SOURCE DOCUMENT =
According to reporter Nick Wakeman, General Atomics Aeronautical Systems Inc., "secured" a $266 million contract from the Air Force for "program and technical support for the MQ-1 Predator and MQ-9 Reaper unmanned aerial systems."

Work will include "program and configuration management, logistics, technical services, flight and operations, software maintenance and data collection."

As investigative journalist Nick Turse reported for TomDispatch in January, the Pentagon "cut two sizeable checks to ensure that unmanned operations involving the MQ-1 Predator and the MQ-9 Reaper will continue full-speed ahead in 2010." In addition to the General Atomics deal, Turse reported that the Air Force inked a "$38 million contract with defense giant Raytheon for logistics support for the targeting systems of both drones."

As combat operations across the "Afpak theatre" escalate, the use of drones by both the CIA and Air Force have sharply increased; indeed, the Pentagon is on a veritable shopping spree.

This is borne-out by the flight hours logged by unmanned systems. "In 2004" Turse writes, "Reapers, just beginning to soar, flew 71 hours in total, according to Air Force documents; in 2006, that number had risen to 3,123 hours; and last year, 25,391 hours."

According to Air Force estimates Turse avers, "the combined flight hours of all its drones--Predators, Reapers, and unarmed RQ-4 Global Hawks--will exceed 250,000 hours, about the total number of hours flown by all Air Force drones from 1995-2007. In 2011, the 300,000 hour-a-year barrier is expected to be crossed for the first time, and after that the sky's the limit."

Such estimates can only be music to the ears of General Atomics' shareholders.

While these systems are powerful reminders that being an Empire means never having to say you're sorry to the victims, it seems they're not quite good enough.

Air Force Times reported last May that the Air Force "is already looking at a third generation of armed remote-control planes even as it continues to build up its fleet of MQ-1 Predators and MQ-9 Reapers."

Although General Atomics has the lock on providing the CIA and Pentagon with MQ-1 and MQ-9s, the "service has started an analysis" for a next gen killer drone, the MQ-X, "with the goal of choosing a plane in 2012, Lt. Gen. Mark Shackelford told reporters."

WHAT TO DO = Summarize the article on Air Force drone contracts in two sentences.

RECORDS SUPPLIED =
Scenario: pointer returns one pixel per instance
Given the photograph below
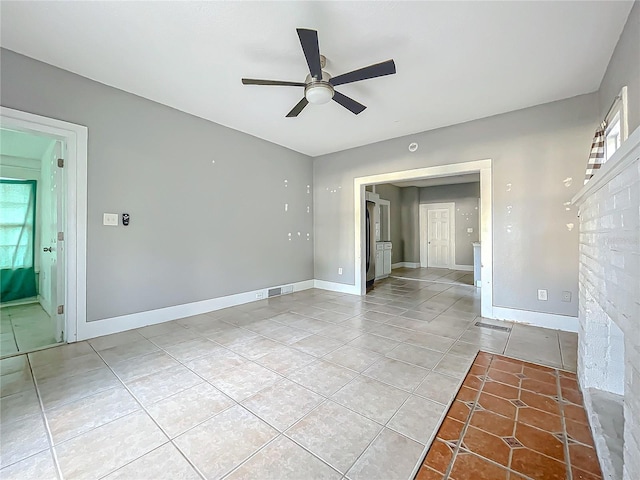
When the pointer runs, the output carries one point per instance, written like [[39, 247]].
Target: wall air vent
[[274, 292]]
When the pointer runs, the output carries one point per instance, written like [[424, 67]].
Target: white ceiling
[[456, 61], [432, 182]]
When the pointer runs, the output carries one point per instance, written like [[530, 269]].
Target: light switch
[[110, 219]]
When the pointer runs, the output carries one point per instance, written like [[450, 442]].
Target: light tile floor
[[24, 328], [434, 275], [309, 385]]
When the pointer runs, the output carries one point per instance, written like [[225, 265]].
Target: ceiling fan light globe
[[319, 93]]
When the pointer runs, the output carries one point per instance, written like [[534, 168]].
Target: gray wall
[[198, 230], [410, 210], [467, 214], [533, 152], [392, 193], [624, 69]]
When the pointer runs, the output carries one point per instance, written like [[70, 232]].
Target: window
[[616, 121]]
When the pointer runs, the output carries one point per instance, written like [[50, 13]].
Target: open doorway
[[482, 170], [31, 221], [42, 231]]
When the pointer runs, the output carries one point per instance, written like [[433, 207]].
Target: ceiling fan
[[319, 85]]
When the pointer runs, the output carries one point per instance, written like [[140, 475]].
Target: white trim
[[75, 138], [463, 268], [423, 233], [620, 160], [405, 265], [335, 287], [122, 323], [537, 319], [619, 105], [486, 230]]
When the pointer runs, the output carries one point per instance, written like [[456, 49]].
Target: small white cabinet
[[383, 259]]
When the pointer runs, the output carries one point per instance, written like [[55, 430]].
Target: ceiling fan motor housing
[[318, 91]]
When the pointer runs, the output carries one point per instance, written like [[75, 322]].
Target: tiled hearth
[[513, 420]]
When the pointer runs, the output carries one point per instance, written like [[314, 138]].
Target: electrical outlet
[[110, 219]]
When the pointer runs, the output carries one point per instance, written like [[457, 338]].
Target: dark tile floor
[[513, 420]]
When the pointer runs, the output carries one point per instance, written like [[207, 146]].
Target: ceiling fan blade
[[311, 49], [295, 111], [348, 103], [372, 71], [253, 81]]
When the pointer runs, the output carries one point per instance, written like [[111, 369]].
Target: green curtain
[[17, 239]]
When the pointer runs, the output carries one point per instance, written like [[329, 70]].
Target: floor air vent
[[492, 327]]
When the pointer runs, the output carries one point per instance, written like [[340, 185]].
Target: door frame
[[424, 231], [75, 138], [486, 226]]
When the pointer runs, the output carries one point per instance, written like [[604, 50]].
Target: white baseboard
[[335, 287], [122, 323], [405, 265], [464, 268], [537, 319]]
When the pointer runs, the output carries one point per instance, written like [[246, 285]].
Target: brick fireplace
[[609, 335]]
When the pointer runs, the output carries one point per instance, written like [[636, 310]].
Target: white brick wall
[[609, 277]]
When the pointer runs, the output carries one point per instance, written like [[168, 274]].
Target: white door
[[439, 239], [52, 282]]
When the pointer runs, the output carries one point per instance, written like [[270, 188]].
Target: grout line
[[565, 440], [143, 408], [45, 420], [317, 359], [468, 420]]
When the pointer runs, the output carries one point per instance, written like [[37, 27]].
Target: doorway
[[437, 235], [43, 226], [31, 221], [483, 167]]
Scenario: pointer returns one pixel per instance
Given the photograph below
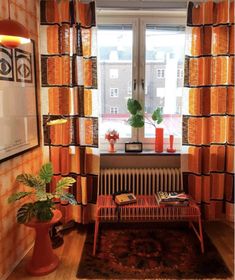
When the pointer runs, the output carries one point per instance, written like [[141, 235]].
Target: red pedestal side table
[[43, 260]]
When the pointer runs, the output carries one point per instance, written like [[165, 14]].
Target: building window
[[146, 70], [113, 92], [180, 73], [113, 73], [114, 110], [160, 73]]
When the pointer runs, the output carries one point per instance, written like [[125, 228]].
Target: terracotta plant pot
[[43, 260]]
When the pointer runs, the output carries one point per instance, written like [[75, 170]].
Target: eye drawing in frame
[[18, 101]]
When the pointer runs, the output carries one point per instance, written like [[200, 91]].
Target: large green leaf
[[25, 213], [64, 183], [18, 196], [157, 115], [133, 106], [136, 121], [30, 180], [46, 172], [70, 197]]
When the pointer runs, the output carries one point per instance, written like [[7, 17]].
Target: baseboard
[[7, 274]]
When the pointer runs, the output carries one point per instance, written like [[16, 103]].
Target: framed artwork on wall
[[18, 101]]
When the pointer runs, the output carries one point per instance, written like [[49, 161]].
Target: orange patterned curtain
[[69, 80], [208, 117]]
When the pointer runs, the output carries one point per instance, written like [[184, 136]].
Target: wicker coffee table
[[146, 209]]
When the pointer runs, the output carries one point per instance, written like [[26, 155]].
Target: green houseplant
[[43, 203], [138, 118]]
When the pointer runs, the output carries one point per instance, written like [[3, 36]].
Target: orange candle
[[159, 140]]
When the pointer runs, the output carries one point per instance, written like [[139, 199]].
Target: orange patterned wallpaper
[[16, 239]]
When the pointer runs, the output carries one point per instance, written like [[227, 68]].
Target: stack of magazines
[[172, 198]]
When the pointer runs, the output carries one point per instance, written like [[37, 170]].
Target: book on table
[[172, 198]]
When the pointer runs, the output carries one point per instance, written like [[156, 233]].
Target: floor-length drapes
[[69, 77], [208, 116]]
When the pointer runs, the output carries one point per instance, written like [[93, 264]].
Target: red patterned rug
[[150, 251]]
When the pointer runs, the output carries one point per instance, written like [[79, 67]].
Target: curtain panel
[[69, 80], [208, 111]]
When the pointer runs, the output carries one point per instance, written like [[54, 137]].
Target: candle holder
[[171, 149], [111, 136]]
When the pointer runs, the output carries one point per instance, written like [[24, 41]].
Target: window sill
[[143, 153]]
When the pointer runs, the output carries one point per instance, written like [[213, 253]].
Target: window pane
[[164, 76], [115, 77]]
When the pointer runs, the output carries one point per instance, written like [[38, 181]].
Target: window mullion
[[135, 67], [141, 81]]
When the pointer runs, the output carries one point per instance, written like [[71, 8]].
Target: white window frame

TASK RESPONSE = General Atomics Aeronautical Systems Inc. won a $266 million Air Force contract for program and technical support for the MQ-1 Predator and MQ-9 Reaper, and the Air Force also signed a $38 million contract with Raytheon for logistics support for the targeting systems of both drones. As drone use and flight hours have risen sharply, the Air Force has begun an analysis for a next-generation armed drone, the MQ-X, with the goal of choosing a plane in 2012.